### Data
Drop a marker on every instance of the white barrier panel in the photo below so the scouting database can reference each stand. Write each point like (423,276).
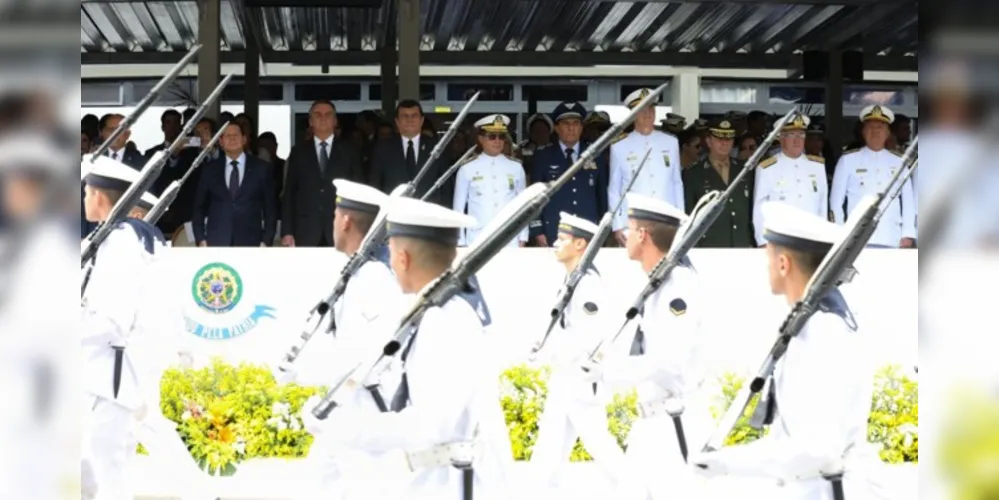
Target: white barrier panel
(250,304)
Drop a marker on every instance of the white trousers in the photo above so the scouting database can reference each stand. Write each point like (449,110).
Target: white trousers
(106,439)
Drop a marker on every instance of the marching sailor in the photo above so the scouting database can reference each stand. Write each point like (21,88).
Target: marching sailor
(572,407)
(438,407)
(810,435)
(363,317)
(118,300)
(868,170)
(791,177)
(490,180)
(585,194)
(659,179)
(662,352)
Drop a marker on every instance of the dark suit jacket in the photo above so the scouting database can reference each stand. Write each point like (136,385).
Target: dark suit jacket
(388,169)
(249,220)
(307,206)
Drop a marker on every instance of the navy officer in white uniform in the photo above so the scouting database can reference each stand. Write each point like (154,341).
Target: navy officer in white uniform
(869,170)
(437,408)
(660,178)
(791,176)
(819,422)
(489,180)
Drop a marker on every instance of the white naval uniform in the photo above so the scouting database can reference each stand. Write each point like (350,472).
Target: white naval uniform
(862,172)
(820,419)
(571,409)
(485,185)
(365,316)
(121,294)
(660,178)
(666,368)
(446,379)
(800,182)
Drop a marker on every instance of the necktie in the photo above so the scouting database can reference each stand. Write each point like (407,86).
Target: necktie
(324,157)
(234,179)
(410,158)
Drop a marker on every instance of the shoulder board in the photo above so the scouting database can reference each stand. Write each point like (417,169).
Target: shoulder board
(767,162)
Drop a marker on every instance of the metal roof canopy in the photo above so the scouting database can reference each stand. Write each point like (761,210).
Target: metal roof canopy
(703,33)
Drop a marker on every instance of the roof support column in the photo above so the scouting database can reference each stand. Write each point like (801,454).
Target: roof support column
(834,105)
(409,49)
(685,93)
(209,58)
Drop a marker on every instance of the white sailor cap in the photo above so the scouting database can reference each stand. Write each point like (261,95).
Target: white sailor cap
(877,112)
(539,116)
(351,195)
(411,218)
(791,227)
(636,97)
(642,207)
(577,227)
(493,123)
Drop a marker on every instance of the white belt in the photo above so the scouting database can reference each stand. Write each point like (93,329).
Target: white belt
(666,406)
(457,454)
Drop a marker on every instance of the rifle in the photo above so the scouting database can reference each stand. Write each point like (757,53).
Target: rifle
(586,260)
(134,192)
(170,194)
(835,270)
(372,243)
(705,213)
(530,204)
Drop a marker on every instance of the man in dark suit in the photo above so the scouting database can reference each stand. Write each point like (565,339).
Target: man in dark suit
(309,194)
(397,159)
(236,196)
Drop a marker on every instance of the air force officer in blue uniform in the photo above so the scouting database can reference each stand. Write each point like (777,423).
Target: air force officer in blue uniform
(585,195)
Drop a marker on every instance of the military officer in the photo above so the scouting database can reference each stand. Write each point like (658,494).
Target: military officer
(662,362)
(868,170)
(119,291)
(733,229)
(573,408)
(791,176)
(660,178)
(807,439)
(586,193)
(436,416)
(489,180)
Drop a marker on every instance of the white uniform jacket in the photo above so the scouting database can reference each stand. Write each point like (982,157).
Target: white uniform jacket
(800,182)
(660,178)
(483,186)
(861,172)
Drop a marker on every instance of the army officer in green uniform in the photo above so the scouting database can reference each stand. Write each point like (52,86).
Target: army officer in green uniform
(733,229)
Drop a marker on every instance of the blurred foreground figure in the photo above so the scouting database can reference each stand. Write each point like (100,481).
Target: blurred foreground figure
(37,350)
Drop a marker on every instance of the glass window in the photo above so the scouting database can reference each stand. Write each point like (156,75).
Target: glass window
(328,92)
(797,95)
(490,92)
(558,93)
(428,92)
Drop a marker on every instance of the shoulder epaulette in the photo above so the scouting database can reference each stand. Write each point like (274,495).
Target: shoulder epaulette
(767,162)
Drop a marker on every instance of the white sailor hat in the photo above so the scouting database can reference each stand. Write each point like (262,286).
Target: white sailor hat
(360,197)
(636,97)
(642,207)
(494,124)
(539,116)
(788,226)
(877,112)
(577,227)
(411,218)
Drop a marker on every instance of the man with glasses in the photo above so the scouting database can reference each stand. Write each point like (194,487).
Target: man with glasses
(733,229)
(490,180)
(791,177)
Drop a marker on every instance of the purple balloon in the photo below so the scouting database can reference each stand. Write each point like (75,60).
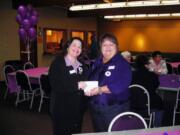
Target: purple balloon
(33,20)
(26,24)
(32,33)
(22,11)
(34,13)
(29,8)
(28,15)
(22,34)
(19,19)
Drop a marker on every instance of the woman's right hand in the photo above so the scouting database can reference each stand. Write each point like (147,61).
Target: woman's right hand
(92,92)
(81,85)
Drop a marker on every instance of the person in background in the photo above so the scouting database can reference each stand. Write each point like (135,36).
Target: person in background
(150,81)
(126,55)
(67,101)
(157,64)
(94,48)
(113,74)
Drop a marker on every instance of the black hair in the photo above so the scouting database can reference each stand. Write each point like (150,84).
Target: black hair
(156,53)
(110,37)
(141,60)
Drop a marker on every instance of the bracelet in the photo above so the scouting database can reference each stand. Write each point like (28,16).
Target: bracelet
(99,90)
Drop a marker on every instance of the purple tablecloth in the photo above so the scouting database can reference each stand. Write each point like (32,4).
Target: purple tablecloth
(174,64)
(175,132)
(170,81)
(33,74)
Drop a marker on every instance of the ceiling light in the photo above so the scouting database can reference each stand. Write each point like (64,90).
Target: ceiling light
(124,4)
(143,16)
(175,14)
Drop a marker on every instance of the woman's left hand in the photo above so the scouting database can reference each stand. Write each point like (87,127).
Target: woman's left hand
(92,92)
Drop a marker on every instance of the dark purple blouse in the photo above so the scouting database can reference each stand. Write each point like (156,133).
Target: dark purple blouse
(117,75)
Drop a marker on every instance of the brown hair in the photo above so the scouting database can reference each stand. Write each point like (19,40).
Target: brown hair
(110,37)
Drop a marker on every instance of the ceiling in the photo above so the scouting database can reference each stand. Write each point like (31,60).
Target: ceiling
(99,12)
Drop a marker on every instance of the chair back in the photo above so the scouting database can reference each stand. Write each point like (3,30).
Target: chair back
(127,121)
(169,68)
(7,69)
(22,80)
(176,107)
(44,84)
(140,101)
(28,65)
(178,69)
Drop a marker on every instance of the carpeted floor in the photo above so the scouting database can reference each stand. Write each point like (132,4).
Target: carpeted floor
(22,121)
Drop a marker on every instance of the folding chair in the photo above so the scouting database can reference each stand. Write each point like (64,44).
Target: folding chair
(140,102)
(45,89)
(127,121)
(176,107)
(28,65)
(7,69)
(169,68)
(25,88)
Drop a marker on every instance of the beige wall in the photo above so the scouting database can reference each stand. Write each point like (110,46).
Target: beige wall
(9,42)
(48,17)
(145,35)
(57,18)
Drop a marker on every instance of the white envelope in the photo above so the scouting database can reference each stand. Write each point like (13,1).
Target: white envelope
(90,85)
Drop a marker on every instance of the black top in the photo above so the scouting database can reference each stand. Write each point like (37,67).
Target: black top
(150,81)
(62,78)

### Work to complete
The answer must be the full listing, word for word, with no images in it.

### Answer for the task
Drop a marker on every instance of the white barrier panel in the photo below so the scouting database can reference each stand. Write each point like (423,276).
Target: white barrier panel
(250,304)
Drop a marker on every instance of the white trousers in the photo above so the scouting database can reference each stand. Write each point like (449,110).
Target: white trousers
(106,439)
Drop a marker on every instance of the marching sailor in the photo above so the scouting database can reference each stand. Write each point like (21,88).
Target: marching sailor
(572,407)
(438,407)
(810,435)
(363,317)
(118,300)
(868,170)
(791,177)
(490,180)
(585,194)
(659,179)
(662,352)
Drop a marker on every instance of the dark suit jacket in the photo above so the scouting database can reference each stand. Write each point like (136,385).
Target: dark suit jacket
(388,169)
(249,220)
(307,206)
Drop a marker on every instance of the navy officer in white uniform in the photo above so the scouting database can reference each stand. Write each point like (154,341).
Target: navy officer in white uniform
(869,170)
(437,408)
(660,178)
(791,176)
(819,422)
(489,180)
Drop a marker on every instance of the white naval uniform in the photo above so the scouting database can reference each stand. Write each point like (350,472).
Target: white naval uniform
(862,172)
(820,419)
(571,409)
(485,185)
(365,316)
(121,294)
(660,178)
(666,368)
(446,379)
(800,182)
Drop a marker on every instance of the necktie in the photo above so the scouting database can reference each stand. Write each point like (407,86).
Target: necktie
(324,157)
(234,179)
(410,158)
Drop a marker on every instance of the shoulder board in the photo above so the scouting database can reference each stand. Write each point like (417,169).
Target: shoulder board
(767,162)
Drop a marker on every instance of the metal roof canopy in the photo above so the scouting database can reference each stand. Write each point like (761,210).
Target: metal roof canopy
(703,33)
Drop a marker on every instance of the roof support column in the photo above so the scouting database can reference each stand. Write each point like (801,454).
Target: roof support column
(834,105)
(409,49)
(685,93)
(209,58)
Drop a marker on every instance of the white sailor cap in the photo above so the scouting database can reference each stand. Write each point like (261,95).
Target: white sailor cap
(877,112)
(539,116)
(351,195)
(411,218)
(791,227)
(636,97)
(642,207)
(577,227)
(493,123)
Drop a marker on every instance of the white belt in the photo above so the scouting database can reference each stand. Write each point like (93,329).
Target: white belt
(666,406)
(457,454)
Drop a marker on every instance of the rifle in the photo above so the scouting database can reference each stand. Write each point like (757,53).
Target: rifle
(586,260)
(134,192)
(170,194)
(835,270)
(372,243)
(705,213)
(530,204)
Drop a marker on every instance of the man in dark suit in the photo above so the scouting database can reference each stand. Write each point like (565,339).
Target: man in dark suit
(309,194)
(397,159)
(236,196)
Drop a marker on every instance of the air force officer in blue uniform in the photo above so the scouting database can reference each stand. Write each point like (777,423).
Target: air force officer in blue uniform
(585,195)
Drop a marker on every instance of the military officer in the photo above so the scouting database can reference each stand. Write each point like (658,494).
Target: military officer
(662,362)
(868,170)
(119,291)
(733,229)
(573,408)
(791,176)
(660,178)
(807,439)
(586,193)
(436,416)
(489,180)
Drop a marker on every instance of the white uniform jacket in the photo above so the scouting database can reference each stand. Write each point like (982,157).
Target: white uniform jacket
(800,182)
(660,178)
(483,186)
(861,172)
Drop a marker on every instance of the army officer in green uniform in the photo above so the scouting database can reference each stand. Write each point like (52,86).
Target: army officer in green uniform
(733,229)
Drop a marker on every instance of the blurred foreground figure in the photo above so the scouting database can reference each stand. Write each point like (100,481).
Target: blurred foreground figure
(37,350)
Drop a marker on every instance of the glass window in the photo above so the scouting database can reference each stand. Write each point like (156,75).
Target: glass window
(328,92)
(797,95)
(490,92)
(558,93)
(428,92)
Drop a marker on every instance of the shoulder epaulette in the photo above so the scouting database can reference each stand. Write each point like (274,495).
Target: shoulder epaulette
(767,162)
Drop a marker on every instance of the white sailor hat in the photo above so the scouting database can reference each stand. Write each point like (262,286).
Target: white sailor hat
(360,197)
(636,97)
(642,207)
(494,124)
(539,116)
(788,226)
(877,112)
(577,227)
(411,218)
Drop a marker on every instance of the man with glasses in the photo above so the scouting database can reference each stand. Write each point like (194,487).
Target: man with glasses
(733,229)
(490,180)
(791,177)
Drop a marker on every instance of the purple balloon in the photo below so the scouting database can reference each stand. Write each point like (75,60).
Target: purple balloon
(33,20)
(26,24)
(32,33)
(22,11)
(34,13)
(29,8)
(28,15)
(22,34)
(19,19)
Drop a marker on every instance of the woman's right hand in the photo above so the scouting database can reference each stand. Write each point like (147,61).
Target: woman's right hand
(92,92)
(81,85)
Drop a marker on every instance of the person in background in the photo above so the scouting database can reference each stand. Write each point like (135,36).
Target: person in background
(150,81)
(126,55)
(67,101)
(157,64)
(94,48)
(113,74)
Drop a marker on every instance of the black hair in the photo above so the scouting database can reference each stand. Write each point like (150,84).
Target: black hair
(156,53)
(110,37)
(141,60)
Drop a marker on every instance of the bracelet in the photo above so the scouting database can reference each stand. Write each point like (28,16).
Target: bracelet
(99,90)
Drop a marker on every instance of the purple tablecloth in the photo above so the scouting database can reference each stand. Write each point like (32,4).
Target: purple tablecloth
(174,64)
(175,132)
(170,81)
(33,74)
Drop a marker on every instance of the ceiling light in the photo above so the scouting database can reference each stand. Write each point like (64,90).
Target: ceiling light
(124,4)
(143,16)
(175,14)
Drop a marker on every instance of the woman's left hand in the photo above so the scouting database can reference each stand. Write each point like (87,127).
Target: woman's left hand
(92,92)
Drop a marker on every instance of the dark purple blouse in the photo above so the scouting database can reference each stand. Write each point like (156,133).
Target: dark purple blouse
(117,75)
Drop a marker on every instance of the brown hair in the photo above so the scouting database can reference each stand. Write each point like (19,40).
Target: brown hair
(110,37)
Drop a marker on every instance of the ceiling in the photo above so the scouting database can reference each stand. Write each point like (31,60).
Target: ceiling
(99,12)
Drop a marker on every instance of the chair back in the photo above so the scouting database can reference each stand. Write each point like (3,30).
Target: chair back
(127,121)
(169,68)
(7,69)
(22,80)
(176,107)
(44,84)
(140,101)
(28,65)
(178,69)
Drop a marker on every instance of the carpeted floor in the photo above so the scouting database can reference each stand. Write each point like (132,4).
Target: carpeted floor
(22,121)
Drop a marker on every instance of the folding chair in the photo above so the scouting database can reference each stand. Write each point like (64,44).
Target: folding chair
(140,102)
(45,89)
(127,121)
(176,107)
(28,65)
(7,69)
(169,68)
(25,88)
Drop a marker on every instance of the beige wall in the photo above so the scouting database can reference each stand. Write each point like (110,46).
Target: beige wall
(9,42)
(48,17)
(145,35)
(57,18)
Drop a marker on every instance of the white envelope in the photo above so the scouting database can reference each stand. Write each point like (13,1).
Target: white envelope
(90,85)
Drop a marker on every instance of the black top in the photo above so the scouting database can reference each stand. Write each point like (37,67).
Target: black top
(150,81)
(62,78)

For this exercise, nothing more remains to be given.